What the exercise asks:
Recast all the rows below as one JSON list of strings, with one string for each line and blank lines left out.

[Labeled contour entries]
------------------------------
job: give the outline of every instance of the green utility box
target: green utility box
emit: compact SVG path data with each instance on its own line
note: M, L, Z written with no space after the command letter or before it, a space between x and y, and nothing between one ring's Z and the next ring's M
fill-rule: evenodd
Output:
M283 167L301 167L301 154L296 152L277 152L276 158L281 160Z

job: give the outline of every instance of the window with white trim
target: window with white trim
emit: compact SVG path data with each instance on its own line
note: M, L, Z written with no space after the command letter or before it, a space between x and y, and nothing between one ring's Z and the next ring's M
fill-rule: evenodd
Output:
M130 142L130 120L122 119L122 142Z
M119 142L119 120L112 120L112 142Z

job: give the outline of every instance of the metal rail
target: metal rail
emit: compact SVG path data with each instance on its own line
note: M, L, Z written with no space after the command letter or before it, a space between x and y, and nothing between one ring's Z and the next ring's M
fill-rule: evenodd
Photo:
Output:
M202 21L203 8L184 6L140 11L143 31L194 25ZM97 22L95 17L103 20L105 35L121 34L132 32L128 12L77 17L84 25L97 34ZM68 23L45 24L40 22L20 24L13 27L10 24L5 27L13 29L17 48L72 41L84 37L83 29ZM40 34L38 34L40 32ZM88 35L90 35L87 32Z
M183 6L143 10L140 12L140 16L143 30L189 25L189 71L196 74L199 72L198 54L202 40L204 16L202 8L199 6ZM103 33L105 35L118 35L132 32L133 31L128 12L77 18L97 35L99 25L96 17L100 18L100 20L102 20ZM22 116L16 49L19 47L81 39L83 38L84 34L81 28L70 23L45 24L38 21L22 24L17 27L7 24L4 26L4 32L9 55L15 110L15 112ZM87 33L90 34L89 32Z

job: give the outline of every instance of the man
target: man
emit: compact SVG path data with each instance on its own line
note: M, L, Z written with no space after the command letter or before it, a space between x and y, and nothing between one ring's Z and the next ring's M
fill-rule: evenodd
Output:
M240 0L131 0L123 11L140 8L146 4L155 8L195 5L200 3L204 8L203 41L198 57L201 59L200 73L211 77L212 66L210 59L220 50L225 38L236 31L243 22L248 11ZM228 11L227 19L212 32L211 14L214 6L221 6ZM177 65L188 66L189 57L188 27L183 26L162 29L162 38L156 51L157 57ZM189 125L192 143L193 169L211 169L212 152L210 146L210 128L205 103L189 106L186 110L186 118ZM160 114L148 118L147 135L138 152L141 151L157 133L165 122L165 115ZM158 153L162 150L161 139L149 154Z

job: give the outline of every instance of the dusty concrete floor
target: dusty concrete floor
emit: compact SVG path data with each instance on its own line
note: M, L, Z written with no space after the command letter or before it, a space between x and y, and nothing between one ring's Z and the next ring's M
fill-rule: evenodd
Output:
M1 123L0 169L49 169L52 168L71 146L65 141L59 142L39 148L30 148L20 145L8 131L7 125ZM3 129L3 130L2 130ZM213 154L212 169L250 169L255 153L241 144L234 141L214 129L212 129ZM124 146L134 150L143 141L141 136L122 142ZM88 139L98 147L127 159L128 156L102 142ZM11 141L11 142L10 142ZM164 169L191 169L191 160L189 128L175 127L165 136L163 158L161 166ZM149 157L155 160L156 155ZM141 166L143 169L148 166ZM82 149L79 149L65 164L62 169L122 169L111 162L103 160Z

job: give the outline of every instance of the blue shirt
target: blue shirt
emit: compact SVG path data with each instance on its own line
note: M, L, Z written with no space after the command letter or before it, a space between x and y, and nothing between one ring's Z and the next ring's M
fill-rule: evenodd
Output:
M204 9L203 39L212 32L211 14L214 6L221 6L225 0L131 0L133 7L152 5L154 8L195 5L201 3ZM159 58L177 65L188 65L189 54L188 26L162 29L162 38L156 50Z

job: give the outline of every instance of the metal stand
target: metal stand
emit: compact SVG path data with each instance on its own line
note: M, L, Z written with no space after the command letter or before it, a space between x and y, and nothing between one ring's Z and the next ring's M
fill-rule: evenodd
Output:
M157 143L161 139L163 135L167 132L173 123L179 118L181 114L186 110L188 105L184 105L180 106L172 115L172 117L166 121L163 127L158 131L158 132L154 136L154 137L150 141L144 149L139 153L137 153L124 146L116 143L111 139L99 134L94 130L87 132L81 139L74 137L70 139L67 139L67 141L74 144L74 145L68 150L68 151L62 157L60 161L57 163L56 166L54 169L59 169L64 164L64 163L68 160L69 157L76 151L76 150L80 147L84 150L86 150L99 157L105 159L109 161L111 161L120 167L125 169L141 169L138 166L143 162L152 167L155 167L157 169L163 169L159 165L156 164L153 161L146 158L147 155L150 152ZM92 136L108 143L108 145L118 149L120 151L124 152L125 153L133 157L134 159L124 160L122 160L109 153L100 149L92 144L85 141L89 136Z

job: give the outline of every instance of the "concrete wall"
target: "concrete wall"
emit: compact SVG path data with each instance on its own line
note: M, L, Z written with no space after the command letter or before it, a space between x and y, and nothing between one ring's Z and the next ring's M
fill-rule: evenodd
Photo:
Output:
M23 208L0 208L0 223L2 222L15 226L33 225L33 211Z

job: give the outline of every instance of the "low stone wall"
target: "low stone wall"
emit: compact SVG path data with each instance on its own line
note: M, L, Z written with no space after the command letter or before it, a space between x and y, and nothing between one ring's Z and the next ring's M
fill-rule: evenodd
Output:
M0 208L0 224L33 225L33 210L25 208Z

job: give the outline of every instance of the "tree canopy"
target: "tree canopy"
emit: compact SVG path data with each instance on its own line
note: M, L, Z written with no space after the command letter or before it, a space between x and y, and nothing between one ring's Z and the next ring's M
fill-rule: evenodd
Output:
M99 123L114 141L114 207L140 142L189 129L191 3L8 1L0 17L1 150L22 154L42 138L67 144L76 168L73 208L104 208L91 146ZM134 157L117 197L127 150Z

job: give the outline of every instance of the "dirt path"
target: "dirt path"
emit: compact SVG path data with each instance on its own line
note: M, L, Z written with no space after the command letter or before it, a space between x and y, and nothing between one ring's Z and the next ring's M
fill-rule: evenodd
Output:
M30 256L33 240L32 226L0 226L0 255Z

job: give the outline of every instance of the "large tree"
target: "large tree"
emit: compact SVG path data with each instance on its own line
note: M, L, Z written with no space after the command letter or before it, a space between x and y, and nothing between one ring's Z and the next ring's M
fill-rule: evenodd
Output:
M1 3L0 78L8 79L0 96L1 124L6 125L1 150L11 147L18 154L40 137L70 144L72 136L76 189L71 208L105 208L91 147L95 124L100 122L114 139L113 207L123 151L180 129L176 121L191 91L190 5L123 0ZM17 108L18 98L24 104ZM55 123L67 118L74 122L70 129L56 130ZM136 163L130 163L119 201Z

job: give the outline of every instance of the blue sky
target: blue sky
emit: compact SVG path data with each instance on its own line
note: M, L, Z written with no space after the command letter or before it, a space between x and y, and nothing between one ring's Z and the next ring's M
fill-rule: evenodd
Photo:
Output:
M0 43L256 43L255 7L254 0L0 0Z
------------------------------
Answer to the problem:
[
  "job: give the outline of every instance of the green utility box",
  "target: green utility box",
  "emit: compact SVG path data with each instance on its own line",
  "note: M, L, Z written with no space after the command letter or before it, a space between x and y, and nothing between one ring's Z and the next ring's M",
  "fill-rule: evenodd",
  "Output:",
  "M283 167L301 167L301 154L296 152L277 152L276 158L281 160Z",
  "job: give the outline of every instance of the window with white trim",
  "target: window with white trim",
  "emit: compact SVG path data with each instance on its own line",
  "note: M, L, Z written with no space after the command letter or before it, a space between x and y, and nothing between one ring's Z and the next ring's M",
  "fill-rule: evenodd",
  "Output:",
  "M130 142L130 120L122 119L122 142Z",
  "M119 142L119 120L112 120L112 142Z",
  "job: give the outline of every instance of the metal rail",
  "target: metal rail",
  "emit: compact SVG path data with each instance on its own line",
  "note: M, L, Z written with no space after the command letter or before it, a space between x and y, and nothing between one ring's Z and the next ring's M",
  "fill-rule: evenodd",
  "Photo:",
  "Output:",
  "M202 21L203 8L184 6L140 11L143 31L194 25ZM97 22L95 17L103 20L105 35L121 34L132 32L128 12L77 17L84 25L97 34ZM68 23L45 24L40 22L20 24L13 27L10 24L5 27L13 29L17 48L72 41L84 37L83 29ZM40 34L38 34L40 32ZM88 35L90 35L87 32Z",
  "M183 6L143 10L140 12L140 16L143 30L189 25L189 71L196 74L199 72L198 54L202 40L204 16L202 8L199 6ZM103 33L105 35L118 35L132 32L133 31L128 12L77 18L97 35L99 25L96 17L100 18L100 20L102 20ZM22 116L16 49L19 47L81 39L83 38L84 34L81 28L70 23L45 24L38 21L22 24L17 27L7 24L4 26L4 32L9 55L15 110L15 112ZM87 33L90 34L89 32Z",
  "job: give the outline of every instance of the man",
  "target: man",
  "emit: compact SVG path data with each instance on its own line",
  "note: M, L, Z written with no space after the command letter or before it, a space between x and y, and nothing between one ring's Z and the next ring's M",
  "fill-rule: evenodd",
  "Output:",
  "M240 0L131 0L123 11L140 8L146 4L155 8L195 5L200 3L204 8L203 41L198 57L201 59L200 73L211 77L212 66L210 59L220 50L225 38L236 31L243 22L248 11ZM228 11L227 19L212 32L211 14L214 6L221 6ZM177 65L188 66L189 57L188 27L183 26L162 29L162 38L156 51L157 57ZM189 125L192 143L193 169L211 169L212 152L210 146L210 128L205 103L189 106L186 110L186 118ZM160 114L148 118L147 135L138 152L141 151L157 133L165 122L165 115ZM158 153L162 150L161 139L149 154Z",
  "job: give the outline of every instance of the dusty concrete floor",
  "target: dusty concrete floor",
  "emit: compact SVG path data with each instance on its own line",
  "note: M, L, Z written with no space after the command letter or before it, a space between x and y, and nothing between one ring's Z and the next ring's M",
  "fill-rule: evenodd",
  "Output:",
  "M1 123L0 169L49 169L52 168L71 146L65 141L59 142L39 148L30 148L20 145L8 131L7 125ZM3 129L3 130L2 130ZM213 154L212 169L250 169L255 153L241 144L234 141L214 129L212 129ZM124 146L134 150L143 141L141 136L122 142ZM88 139L98 147L127 159L128 156L102 142ZM11 141L11 142L10 142ZM164 169L191 169L191 160L189 128L175 127L165 136L163 158L161 166ZM149 157L155 160L156 155ZM141 166L143 169L148 166ZM82 149L79 149L65 164L62 169L122 169L111 162L103 160Z",
  "job: give the outline of every instance of the blue shirt",
  "target: blue shirt",
  "emit: compact SVG path data with each instance on its own line",
  "note: M, L, Z written with no space after the command letter or before it, a space between x and y, and nothing between one ring's Z and the next ring's M",
  "fill-rule: evenodd",
  "Output:",
  "M204 9L203 39L212 32L211 14L214 6L221 6L225 0L131 0L133 7L152 5L154 8L195 5L201 3ZM159 58L177 65L188 65L189 54L188 26L162 29L162 38L156 50Z",
  "job: give the outline of every instance of the metal stand",
  "target: metal stand",
  "emit: compact SVG path data with each instance on its own line",
  "note: M, L, Z written with no space after the command letter or before it, a space between x and y, and nothing between one ring's Z and the next ring's M",
  "fill-rule: evenodd",
  "Output:",
  "M157 143L161 139L163 135L167 132L173 123L179 118L181 114L186 110L188 105L184 105L180 106L172 115L172 117L166 121L163 127L158 131L158 132L154 136L154 137L150 141L144 149L139 153L137 153L124 146L116 143L111 139L99 134L94 130L87 132L81 139L74 137L70 139L67 139L67 141L74 144L74 145L68 150L68 151L62 157L60 161L57 163L56 166L54 169L59 169L64 164L64 163L68 160L69 157L76 151L76 150L80 147L84 150L86 150L99 157L105 159L109 161L111 161L120 167L125 169L141 169L138 166L143 162L152 167L155 167L157 169L163 169L159 165L156 164L153 161L146 158L147 155L150 152ZM92 136L108 143L108 145L118 149L120 151L124 152L125 153L133 157L134 159L124 160L122 160L109 153L100 149L92 144L85 141L89 136Z",
  "job: give the outline of every instance of the \"concrete wall\"",
  "target: \"concrete wall\"",
  "emit: compact SVG path data with each instance on its own line",
  "note: M, L, Z written with no space after the command letter or before it, a space between x and y, and nothing between one ring's Z and the next ring's M",
  "fill-rule: evenodd",
  "Photo:",
  "Output:",
  "M23 208L0 208L0 223L2 222L15 226L33 225L33 211Z",
  "job: give the outline of every instance of the \"low stone wall\"",
  "target: \"low stone wall\"",
  "emit: compact SVG path data with each instance on its own line",
  "note: M, L, Z written with no space after the command letter or before it, a space between x and y, and nothing between one ring's Z and the next ring's M",
  "fill-rule: evenodd",
  "Output:",
  "M0 208L0 224L33 225L33 210L25 208Z",
  "job: give the outline of every instance of the \"tree canopy\"",
  "target: \"tree canopy\"",
  "emit: compact SVG path data with each instance on its own line",
  "note: M, L, Z written with no space after the command letter or before it, a space between x and y, and nothing between one ring's Z and the next ring's M",
  "fill-rule: evenodd",
  "Output:",
  "M99 123L114 141L114 207L140 142L189 129L191 3L8 1L0 17L1 150L22 154L42 138L67 144L76 168L73 208L104 208L91 146ZM134 157L117 197L127 150Z",
  "job: give the outline of every instance of the \"dirt path\"",
  "target: \"dirt path\"",
  "emit: compact SVG path data with each instance on its own line",
  "note: M, L, Z written with no space after the command letter or before it, a space between x and y, and nothing between one ring's Z and the next ring's M",
  "fill-rule: evenodd",
  "Output:",
  "M30 256L33 240L32 226L0 226L0 255Z",
  "job: give the outline of every instance of the \"large tree\"",
  "target: \"large tree\"",
  "emit: compact SVG path data with each instance on its own line",
  "note: M, L, Z written with no space after the command letter or before it, a space between x and y, and nothing between one ring's Z and the next ring's M",
  "fill-rule: evenodd",
  "Output:",
  "M1 3L0 78L8 79L0 96L1 124L6 125L1 150L11 147L18 154L40 137L70 144L72 136L76 189L71 208L105 208L91 147L95 124L100 122L114 139L113 207L123 151L180 129L176 121L191 91L190 5L123 0ZM17 108L18 98L24 104ZM55 123L67 118L74 122L70 129L56 130ZM136 163L130 163L119 201Z",
  "job: give the outline of every instance of the blue sky",
  "target: blue sky",
  "emit: compact SVG path data with each instance on its own line",
  "note: M, L, Z written with no space after the command letter or before it, a space between x and y, and nothing between one ring's Z and the next ring's M",
  "fill-rule: evenodd",
  "Photo:",
  "Output:",
  "M0 43L256 43L255 7L254 0L0 0Z"
]